§ Objectif de la tâche
Indiquez si chaque affirmation ci-dessous concorde avec l'extrait du texte, en répondant par oui ou par non et en citant mot pour mot le passage décisif. (a) Eugène Hugo est mort à l'asile de Charenton en 1837. (b) Adèle Hugo a rencontré le lieutenant Albert Pinson au Canada. (c) Les médecins autorisaient la famille à rendre visite à Eugène Hugo.

§ Extrait du texte
++++++
La Folie en tête, aux racines de l’art brut (Maison de Victor Hugo)

Exposition vue à la Maison de Victor Hugo, Place des Vosges à Paris.  Jusqu’au 18 mars 2018.

https://www.dailymotion.com/video/x6ai6r9

Point de départ de l’exposition: la place qu’a tenu la folie dans la vie de Victor Hugo. Ce thème est  très présent dans le romantisme littéraire et artistique.

Eugène Hugo, un des deux frères aînés de Victor Hugo, est né le 16 septembre 1800 à Nancy. Ecrivain lui-aussi, il était fragile psychologiquement. Son état s’aggravera après le mariage de Victor Hugo et d’Adèle Foucher ( le 18 octobre 1822 en l’Eglise Saint-Sulpice) dont il était aussi amoureux. Il est interné fin décembre 1822 à Charenton et considéré comme schizophrène et incurable dès la fin 1824. Les médecins refusaient même les visites à la famille. Il est mort à l’asile de Charenton (Val-de-Marne) le 20 février 1837.

Sa figure apparaît dans l’oeuvre de son frère dans  la pièce inachevée Les jumeaux et le poème du 6 juin 1837 :
A Eugène, vicomte Hugo :
“Tu vas dormir là-haut sur la colline verte,
Qui, livrée à l’hiver, à tous les vents ouverte,
A le ciel pour plafond;
Tu vas dormir, poussière, au fond d’un lit d’argile;
Et moi je resterai parmi ceux de la ville
Qui parlent et qui vont!” (
“Les voix intérieures” 1837)

Adèle Hugo, le cinquième enfant et la seconde fille de Victor Hugo et d’Adèle Foucher (appelée aussi Adèle Hugo), est née le 28 juillet 1830 pendant les Trois Glorieuses.

Sa passion pour le lieutenant Albert Pinson, qu’elle rencontra à Jersey en 1854, a fait l’objet du film célèbre de François Truffaut L’Histoire d’Adèle H. (1975) avec Isabelle Adjani. Après avoir poursuivi  jusqu’au Canada et à la Barbade l’homme qu’elle prétendait avoir épousé, elle fut internée à son retour en France en 1872.
++++++
§ Données sources
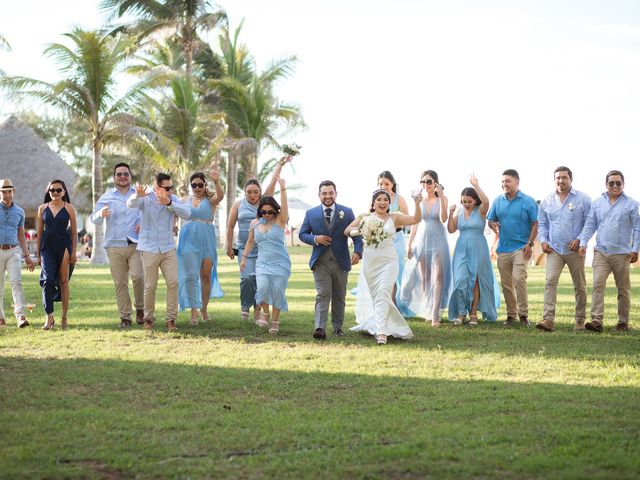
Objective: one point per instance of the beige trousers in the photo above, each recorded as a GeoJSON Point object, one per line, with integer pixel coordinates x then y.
{"type": "Point", "coordinates": [555, 263]}
{"type": "Point", "coordinates": [168, 264]}
{"type": "Point", "coordinates": [513, 277]}
{"type": "Point", "coordinates": [124, 262]}
{"type": "Point", "coordinates": [603, 265]}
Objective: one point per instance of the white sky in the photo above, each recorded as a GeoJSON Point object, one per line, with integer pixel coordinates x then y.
{"type": "Point", "coordinates": [454, 86]}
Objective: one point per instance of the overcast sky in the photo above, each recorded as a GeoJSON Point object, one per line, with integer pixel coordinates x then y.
{"type": "Point", "coordinates": [453, 86]}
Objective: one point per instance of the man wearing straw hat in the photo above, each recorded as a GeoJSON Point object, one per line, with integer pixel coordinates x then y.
{"type": "Point", "coordinates": [12, 235]}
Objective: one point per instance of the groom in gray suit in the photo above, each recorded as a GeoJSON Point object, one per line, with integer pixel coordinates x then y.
{"type": "Point", "coordinates": [323, 228]}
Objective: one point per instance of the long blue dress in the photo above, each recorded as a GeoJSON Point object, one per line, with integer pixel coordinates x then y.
{"type": "Point", "coordinates": [471, 261]}
{"type": "Point", "coordinates": [401, 250]}
{"type": "Point", "coordinates": [273, 266]}
{"type": "Point", "coordinates": [55, 240]}
{"type": "Point", "coordinates": [246, 214]}
{"type": "Point", "coordinates": [426, 283]}
{"type": "Point", "coordinates": [196, 242]}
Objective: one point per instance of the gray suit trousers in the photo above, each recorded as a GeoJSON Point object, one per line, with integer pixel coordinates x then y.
{"type": "Point", "coordinates": [331, 287]}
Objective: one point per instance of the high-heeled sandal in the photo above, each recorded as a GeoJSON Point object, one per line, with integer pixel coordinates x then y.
{"type": "Point", "coordinates": [275, 326]}
{"type": "Point", "coordinates": [47, 325]}
{"type": "Point", "coordinates": [263, 321]}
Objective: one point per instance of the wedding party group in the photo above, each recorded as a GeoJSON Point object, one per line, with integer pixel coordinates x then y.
{"type": "Point", "coordinates": [397, 279]}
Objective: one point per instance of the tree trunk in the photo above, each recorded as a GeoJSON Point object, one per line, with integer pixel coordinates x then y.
{"type": "Point", "coordinates": [99, 255]}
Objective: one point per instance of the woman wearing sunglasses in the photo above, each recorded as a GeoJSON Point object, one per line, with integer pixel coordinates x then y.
{"type": "Point", "coordinates": [273, 266]}
{"type": "Point", "coordinates": [197, 255]}
{"type": "Point", "coordinates": [243, 212]}
{"type": "Point", "coordinates": [426, 283]}
{"type": "Point", "coordinates": [56, 249]}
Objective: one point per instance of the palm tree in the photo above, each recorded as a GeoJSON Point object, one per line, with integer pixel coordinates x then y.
{"type": "Point", "coordinates": [183, 18]}
{"type": "Point", "coordinates": [91, 65]}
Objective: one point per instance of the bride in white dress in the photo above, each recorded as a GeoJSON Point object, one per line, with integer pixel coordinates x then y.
{"type": "Point", "coordinates": [375, 311]}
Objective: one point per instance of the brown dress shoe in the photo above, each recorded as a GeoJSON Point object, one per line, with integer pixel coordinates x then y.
{"type": "Point", "coordinates": [545, 326]}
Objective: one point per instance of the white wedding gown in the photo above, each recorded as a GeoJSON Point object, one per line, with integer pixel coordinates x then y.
{"type": "Point", "coordinates": [375, 310]}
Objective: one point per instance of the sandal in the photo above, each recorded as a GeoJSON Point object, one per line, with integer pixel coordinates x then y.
{"type": "Point", "coordinates": [275, 326]}
{"type": "Point", "coordinates": [263, 321]}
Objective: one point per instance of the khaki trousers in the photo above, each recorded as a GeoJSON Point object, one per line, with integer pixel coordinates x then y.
{"type": "Point", "coordinates": [168, 264]}
{"type": "Point", "coordinates": [603, 265]}
{"type": "Point", "coordinates": [513, 277]}
{"type": "Point", "coordinates": [555, 263]}
{"type": "Point", "coordinates": [124, 262]}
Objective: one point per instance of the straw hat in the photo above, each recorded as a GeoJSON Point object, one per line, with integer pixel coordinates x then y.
++++++
§ Réponse rédigée
(a) Oui : « Il est mort à l’asile de Charenton (Val-de-Marne) le 20 février 1837. »
(b) Non : « qu’elle rencontra à Jersey en 1854 »
(c) Non : « Les médecins refusaient même les visites à la famille. »